| EXTRACT TO READ |
Jackson Barracks is the headquarters of the Louisiana National Guard. It is located in the Lower 9th Ward of New Orleans, Louisiana. The base was established in 1834 and was originally known as New Orleans Barracks. On July 7, 1866, it was renamed in honor of Andrew Jackson. The National Register of Historic Places listed Jackson Barracks in 1976.

==History==
After the War of 1812, the U.S. Congress realized coastal cities did not have adequate defenses, so they prescribed the Federal Fortifications Act. The Act, signed by Congress on July 19, 1832, provided over $180,000 (~$ in ) (USD) for the acquisition of lands, the building of barracks to house U.S. Troops, and the establishment of command and control centers. On December 14, 1833, the Federal government purchased a 100 by 300-yard property from Pierre Cotteret to establish a new barracks in New Orleans to support the new Forts Pike, Macomb, Jackson, Livingston, and St. Philip.

| DIRECTIONS FOR THIS TASK |
Retype the portion of the Jackson Barracks text that starts at the words containing "Jackson Barracks is" and ends with "Barracks in 1976.". The listing that follows was taken from a separate source.

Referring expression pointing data

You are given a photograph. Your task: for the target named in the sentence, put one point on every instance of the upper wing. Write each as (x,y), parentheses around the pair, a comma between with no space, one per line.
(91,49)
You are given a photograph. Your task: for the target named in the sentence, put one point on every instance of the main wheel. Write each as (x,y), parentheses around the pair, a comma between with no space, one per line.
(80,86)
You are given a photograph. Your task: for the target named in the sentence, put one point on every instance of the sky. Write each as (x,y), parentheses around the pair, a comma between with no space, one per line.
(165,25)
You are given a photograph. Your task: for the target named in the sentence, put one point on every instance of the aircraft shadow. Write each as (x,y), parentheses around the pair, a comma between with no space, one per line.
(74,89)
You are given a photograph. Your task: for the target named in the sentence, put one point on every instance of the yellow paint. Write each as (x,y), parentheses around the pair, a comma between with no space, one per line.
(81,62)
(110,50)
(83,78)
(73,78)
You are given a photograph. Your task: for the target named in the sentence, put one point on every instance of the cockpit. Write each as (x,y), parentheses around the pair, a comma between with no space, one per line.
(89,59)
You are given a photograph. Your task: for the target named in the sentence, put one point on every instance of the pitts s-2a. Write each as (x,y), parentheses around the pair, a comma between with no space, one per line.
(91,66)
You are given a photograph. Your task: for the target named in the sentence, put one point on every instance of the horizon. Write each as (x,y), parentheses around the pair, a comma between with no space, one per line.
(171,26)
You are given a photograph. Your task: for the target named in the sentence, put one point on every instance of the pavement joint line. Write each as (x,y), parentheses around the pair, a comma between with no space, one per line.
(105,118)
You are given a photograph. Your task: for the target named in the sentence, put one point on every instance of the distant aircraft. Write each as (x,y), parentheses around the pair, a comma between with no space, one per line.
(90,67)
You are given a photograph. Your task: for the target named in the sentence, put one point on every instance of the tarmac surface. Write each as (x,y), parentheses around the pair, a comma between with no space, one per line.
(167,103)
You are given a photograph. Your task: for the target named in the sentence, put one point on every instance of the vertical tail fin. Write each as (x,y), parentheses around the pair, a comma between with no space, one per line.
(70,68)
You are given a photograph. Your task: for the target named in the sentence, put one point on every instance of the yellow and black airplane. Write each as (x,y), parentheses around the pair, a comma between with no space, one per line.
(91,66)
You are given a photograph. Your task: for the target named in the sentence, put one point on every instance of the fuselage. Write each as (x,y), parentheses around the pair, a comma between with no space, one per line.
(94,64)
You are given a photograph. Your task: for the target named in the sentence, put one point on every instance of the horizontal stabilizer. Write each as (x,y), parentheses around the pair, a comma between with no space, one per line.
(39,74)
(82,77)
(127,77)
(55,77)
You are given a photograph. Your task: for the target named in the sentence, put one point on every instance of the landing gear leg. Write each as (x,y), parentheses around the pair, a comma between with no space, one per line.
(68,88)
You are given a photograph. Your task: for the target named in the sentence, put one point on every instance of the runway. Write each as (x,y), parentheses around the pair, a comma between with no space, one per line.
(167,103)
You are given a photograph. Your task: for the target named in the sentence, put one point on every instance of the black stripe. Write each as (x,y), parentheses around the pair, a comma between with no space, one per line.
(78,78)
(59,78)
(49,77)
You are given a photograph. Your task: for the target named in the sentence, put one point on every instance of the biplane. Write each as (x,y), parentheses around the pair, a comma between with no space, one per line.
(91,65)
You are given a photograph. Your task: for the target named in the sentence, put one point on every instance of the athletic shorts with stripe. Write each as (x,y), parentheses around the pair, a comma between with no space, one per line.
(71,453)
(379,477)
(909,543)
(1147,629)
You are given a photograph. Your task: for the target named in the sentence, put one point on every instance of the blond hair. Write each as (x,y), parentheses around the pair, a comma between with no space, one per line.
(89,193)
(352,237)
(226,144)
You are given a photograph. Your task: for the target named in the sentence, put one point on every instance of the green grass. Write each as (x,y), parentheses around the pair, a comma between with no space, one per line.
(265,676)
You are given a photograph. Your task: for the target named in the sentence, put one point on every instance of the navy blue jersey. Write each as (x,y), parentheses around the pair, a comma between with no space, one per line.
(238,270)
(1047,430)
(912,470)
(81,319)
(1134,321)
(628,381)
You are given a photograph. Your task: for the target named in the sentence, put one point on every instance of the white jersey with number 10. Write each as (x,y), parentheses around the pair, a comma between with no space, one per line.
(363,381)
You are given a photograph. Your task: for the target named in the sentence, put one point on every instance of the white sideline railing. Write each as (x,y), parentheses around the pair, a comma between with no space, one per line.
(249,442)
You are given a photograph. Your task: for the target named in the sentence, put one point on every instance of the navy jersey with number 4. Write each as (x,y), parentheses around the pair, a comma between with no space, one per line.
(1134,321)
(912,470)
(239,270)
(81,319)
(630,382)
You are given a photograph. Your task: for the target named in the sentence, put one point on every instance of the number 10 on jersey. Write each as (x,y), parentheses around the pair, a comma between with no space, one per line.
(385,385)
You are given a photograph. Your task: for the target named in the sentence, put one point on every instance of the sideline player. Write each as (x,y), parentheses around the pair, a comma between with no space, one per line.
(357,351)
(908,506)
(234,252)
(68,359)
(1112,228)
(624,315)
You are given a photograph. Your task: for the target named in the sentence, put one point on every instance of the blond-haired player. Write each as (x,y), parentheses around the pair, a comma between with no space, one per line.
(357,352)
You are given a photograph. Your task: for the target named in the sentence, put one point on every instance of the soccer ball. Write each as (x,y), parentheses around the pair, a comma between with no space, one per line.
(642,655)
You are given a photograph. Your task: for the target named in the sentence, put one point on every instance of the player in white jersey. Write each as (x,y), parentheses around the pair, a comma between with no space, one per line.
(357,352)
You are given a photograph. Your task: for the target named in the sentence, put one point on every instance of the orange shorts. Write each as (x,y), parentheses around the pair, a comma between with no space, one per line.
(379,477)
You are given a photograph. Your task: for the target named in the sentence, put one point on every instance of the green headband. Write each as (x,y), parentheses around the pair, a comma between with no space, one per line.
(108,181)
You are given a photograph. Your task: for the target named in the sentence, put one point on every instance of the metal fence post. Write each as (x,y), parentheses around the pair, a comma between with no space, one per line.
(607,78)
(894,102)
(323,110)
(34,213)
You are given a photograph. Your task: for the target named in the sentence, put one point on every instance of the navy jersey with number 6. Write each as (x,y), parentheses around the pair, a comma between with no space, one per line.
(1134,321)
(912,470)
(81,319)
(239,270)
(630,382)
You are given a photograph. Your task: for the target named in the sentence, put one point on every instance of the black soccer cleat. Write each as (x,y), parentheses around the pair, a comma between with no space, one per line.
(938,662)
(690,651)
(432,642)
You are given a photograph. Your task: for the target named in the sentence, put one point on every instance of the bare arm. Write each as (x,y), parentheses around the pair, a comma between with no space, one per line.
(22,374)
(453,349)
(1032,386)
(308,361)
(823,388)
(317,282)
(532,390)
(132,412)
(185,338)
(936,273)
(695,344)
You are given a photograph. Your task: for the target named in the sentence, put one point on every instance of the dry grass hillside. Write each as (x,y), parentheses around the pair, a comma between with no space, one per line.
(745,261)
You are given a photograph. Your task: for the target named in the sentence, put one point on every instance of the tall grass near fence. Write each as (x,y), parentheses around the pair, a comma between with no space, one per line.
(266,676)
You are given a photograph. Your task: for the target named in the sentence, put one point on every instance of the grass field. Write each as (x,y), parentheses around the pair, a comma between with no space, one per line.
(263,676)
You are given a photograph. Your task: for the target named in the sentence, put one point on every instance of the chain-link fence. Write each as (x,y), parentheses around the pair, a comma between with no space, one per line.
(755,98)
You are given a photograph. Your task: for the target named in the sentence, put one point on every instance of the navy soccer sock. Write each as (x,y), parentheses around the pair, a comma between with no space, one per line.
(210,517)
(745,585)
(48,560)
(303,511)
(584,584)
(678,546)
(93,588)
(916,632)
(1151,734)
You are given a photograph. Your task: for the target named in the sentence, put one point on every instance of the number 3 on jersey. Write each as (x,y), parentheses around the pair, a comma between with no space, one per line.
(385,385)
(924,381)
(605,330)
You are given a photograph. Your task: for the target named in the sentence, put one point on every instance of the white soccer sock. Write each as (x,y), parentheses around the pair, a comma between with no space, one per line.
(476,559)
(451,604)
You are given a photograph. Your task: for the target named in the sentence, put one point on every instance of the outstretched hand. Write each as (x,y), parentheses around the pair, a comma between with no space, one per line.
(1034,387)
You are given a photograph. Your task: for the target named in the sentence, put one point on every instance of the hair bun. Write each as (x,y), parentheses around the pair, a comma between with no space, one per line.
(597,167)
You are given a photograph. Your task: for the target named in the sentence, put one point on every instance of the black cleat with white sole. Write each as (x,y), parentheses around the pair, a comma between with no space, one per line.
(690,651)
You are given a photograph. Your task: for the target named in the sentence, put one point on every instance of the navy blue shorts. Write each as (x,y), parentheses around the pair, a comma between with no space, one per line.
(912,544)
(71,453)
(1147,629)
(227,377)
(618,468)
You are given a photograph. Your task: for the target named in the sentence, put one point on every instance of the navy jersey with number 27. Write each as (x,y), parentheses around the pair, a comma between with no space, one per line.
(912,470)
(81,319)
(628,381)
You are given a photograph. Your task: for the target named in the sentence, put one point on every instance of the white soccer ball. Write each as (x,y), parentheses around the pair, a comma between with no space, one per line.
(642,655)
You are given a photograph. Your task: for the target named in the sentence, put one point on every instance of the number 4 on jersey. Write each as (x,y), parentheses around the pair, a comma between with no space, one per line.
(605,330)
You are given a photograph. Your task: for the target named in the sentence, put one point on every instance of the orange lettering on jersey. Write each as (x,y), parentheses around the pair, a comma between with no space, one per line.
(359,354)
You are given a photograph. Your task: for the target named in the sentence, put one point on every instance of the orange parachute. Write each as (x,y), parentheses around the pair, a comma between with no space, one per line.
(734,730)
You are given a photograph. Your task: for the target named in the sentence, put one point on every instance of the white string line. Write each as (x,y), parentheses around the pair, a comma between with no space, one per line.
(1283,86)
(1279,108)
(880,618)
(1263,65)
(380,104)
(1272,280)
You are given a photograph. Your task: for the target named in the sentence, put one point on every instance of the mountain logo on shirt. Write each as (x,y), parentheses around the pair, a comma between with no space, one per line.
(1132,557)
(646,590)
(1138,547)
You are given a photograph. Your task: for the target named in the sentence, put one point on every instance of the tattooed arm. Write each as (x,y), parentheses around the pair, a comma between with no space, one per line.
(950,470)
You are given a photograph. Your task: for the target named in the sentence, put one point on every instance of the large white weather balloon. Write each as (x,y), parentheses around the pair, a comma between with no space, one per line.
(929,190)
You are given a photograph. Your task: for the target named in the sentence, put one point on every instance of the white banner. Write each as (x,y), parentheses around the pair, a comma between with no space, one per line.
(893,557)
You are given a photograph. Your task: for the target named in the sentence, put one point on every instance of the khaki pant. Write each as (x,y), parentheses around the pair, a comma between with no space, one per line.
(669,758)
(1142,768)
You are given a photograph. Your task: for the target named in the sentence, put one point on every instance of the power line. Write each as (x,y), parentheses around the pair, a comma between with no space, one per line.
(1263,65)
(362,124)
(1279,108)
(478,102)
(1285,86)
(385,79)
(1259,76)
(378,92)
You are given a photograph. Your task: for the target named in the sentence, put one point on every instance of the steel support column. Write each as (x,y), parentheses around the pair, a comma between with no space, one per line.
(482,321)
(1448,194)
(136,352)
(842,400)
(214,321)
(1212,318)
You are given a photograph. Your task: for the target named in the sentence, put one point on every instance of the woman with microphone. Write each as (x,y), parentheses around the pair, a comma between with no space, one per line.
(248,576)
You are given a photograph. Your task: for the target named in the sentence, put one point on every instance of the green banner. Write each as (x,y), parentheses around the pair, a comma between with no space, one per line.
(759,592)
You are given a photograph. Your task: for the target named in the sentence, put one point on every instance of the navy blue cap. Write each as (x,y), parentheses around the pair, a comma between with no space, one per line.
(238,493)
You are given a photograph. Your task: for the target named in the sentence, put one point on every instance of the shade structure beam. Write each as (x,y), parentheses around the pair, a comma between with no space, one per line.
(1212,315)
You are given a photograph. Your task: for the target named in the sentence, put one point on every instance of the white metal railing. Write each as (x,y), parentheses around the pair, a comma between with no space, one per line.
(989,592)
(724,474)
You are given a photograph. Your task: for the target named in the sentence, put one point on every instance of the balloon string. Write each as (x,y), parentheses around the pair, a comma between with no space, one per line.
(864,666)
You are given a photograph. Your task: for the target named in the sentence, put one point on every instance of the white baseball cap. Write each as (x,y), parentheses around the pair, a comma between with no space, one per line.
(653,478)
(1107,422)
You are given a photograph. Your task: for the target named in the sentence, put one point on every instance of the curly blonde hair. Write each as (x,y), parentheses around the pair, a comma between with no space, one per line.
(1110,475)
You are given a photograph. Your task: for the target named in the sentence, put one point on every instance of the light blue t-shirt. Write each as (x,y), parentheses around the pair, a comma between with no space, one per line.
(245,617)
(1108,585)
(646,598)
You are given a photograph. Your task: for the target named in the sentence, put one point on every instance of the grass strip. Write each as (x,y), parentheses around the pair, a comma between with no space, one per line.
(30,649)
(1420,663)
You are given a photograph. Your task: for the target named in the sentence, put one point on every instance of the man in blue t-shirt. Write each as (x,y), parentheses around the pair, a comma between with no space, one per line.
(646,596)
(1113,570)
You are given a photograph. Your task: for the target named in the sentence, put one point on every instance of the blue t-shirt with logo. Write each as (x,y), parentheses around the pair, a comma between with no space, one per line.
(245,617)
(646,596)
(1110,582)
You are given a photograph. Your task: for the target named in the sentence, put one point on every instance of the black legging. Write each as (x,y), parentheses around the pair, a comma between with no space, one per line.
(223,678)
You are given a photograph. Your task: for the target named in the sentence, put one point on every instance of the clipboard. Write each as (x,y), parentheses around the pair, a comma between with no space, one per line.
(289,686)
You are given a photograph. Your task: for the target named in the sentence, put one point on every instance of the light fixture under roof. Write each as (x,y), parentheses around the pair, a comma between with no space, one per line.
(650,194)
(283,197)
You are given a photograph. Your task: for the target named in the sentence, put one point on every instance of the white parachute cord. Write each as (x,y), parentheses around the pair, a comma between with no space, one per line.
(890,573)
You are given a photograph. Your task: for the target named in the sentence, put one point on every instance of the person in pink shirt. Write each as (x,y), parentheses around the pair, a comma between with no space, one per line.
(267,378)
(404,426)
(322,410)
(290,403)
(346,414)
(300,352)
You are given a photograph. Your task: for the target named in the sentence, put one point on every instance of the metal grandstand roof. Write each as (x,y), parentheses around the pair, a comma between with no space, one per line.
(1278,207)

| SOLUTION TO THIS TASK |
Jackson Barracks is the headquarters of the Louisiana National Guard. It is located in the Lower 9th Ward of New Orleans, Louisiana. The base was established in 1834 and was originally known as New Orleans Barracks. On July 7, 1866, it was renamed in honor of Andrew Jackson. The National Register of Historic Places listed Jackson Barracks in 1976.